Where in the data below does the word "bare" appear? Copy every line that has it.

BEGIN Materials provided

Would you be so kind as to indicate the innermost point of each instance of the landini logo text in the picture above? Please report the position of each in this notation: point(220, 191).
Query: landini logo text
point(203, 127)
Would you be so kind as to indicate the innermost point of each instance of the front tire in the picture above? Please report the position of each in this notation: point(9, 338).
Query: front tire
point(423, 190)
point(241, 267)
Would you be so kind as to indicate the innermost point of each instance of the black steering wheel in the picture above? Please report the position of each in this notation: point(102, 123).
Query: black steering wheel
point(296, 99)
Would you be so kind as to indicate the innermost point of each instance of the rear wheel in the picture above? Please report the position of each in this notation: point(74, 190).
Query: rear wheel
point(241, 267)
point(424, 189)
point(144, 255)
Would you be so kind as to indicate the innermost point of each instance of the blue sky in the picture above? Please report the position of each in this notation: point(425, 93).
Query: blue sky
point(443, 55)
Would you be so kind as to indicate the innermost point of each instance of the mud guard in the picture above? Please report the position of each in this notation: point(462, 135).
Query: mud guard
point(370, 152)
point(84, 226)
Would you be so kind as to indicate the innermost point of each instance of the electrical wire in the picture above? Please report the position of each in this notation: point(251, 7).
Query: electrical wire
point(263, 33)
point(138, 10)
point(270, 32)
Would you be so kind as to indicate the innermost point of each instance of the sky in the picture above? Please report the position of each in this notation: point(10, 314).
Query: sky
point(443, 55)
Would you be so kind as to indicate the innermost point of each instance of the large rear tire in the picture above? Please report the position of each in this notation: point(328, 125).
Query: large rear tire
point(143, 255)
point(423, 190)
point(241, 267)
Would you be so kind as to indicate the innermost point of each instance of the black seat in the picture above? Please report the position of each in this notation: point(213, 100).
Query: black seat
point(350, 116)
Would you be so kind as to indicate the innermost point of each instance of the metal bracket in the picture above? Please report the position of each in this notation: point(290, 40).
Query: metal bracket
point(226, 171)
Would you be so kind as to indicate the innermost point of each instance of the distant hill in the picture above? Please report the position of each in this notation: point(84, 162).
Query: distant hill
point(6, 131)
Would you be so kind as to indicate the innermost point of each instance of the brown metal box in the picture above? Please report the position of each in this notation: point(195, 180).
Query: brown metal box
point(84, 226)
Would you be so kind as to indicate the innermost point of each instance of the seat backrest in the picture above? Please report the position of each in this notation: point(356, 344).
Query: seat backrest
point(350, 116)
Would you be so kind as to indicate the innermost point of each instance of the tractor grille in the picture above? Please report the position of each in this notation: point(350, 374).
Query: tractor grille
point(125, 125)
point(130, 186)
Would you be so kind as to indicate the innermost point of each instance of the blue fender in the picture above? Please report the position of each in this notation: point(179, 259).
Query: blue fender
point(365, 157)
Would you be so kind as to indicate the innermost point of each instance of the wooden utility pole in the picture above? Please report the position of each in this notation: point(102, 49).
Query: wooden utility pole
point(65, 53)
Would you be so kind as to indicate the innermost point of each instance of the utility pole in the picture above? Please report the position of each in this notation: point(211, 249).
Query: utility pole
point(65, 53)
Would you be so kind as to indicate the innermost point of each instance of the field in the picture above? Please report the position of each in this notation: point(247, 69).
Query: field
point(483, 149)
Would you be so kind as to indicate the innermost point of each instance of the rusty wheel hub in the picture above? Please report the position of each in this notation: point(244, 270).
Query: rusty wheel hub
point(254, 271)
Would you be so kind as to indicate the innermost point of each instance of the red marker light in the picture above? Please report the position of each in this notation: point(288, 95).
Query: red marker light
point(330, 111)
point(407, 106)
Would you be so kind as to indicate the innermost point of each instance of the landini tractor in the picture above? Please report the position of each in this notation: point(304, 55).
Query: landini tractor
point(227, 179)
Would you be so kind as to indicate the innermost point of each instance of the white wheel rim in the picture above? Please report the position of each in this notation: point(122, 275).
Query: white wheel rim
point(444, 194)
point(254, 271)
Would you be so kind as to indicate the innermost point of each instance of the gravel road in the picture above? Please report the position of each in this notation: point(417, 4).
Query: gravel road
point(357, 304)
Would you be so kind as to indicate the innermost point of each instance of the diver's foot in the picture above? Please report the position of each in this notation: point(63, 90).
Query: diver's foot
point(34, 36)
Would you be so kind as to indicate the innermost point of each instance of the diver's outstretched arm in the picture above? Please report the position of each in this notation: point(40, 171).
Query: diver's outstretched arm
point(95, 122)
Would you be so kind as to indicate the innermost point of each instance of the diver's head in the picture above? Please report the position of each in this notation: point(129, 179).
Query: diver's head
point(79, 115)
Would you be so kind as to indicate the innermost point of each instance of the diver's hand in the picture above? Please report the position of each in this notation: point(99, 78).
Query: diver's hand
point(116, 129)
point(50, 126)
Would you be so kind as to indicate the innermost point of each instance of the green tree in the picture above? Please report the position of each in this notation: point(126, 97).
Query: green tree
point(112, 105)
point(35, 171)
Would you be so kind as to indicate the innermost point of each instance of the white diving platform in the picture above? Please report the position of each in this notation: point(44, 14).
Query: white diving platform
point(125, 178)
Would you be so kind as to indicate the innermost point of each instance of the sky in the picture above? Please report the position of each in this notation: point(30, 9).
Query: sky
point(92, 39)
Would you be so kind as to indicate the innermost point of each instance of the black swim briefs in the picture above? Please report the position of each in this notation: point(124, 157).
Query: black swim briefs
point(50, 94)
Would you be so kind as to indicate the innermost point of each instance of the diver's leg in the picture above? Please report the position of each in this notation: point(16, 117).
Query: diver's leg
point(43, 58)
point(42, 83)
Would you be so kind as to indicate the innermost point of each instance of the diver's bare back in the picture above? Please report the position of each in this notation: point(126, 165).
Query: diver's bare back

END Materials provided

Problem solution
Would you be so kind as to indicate the innermost point of each instance of the diver's bare back in the picture above? Please report the position of each in this notation: point(126, 165).
Query: diver's bare back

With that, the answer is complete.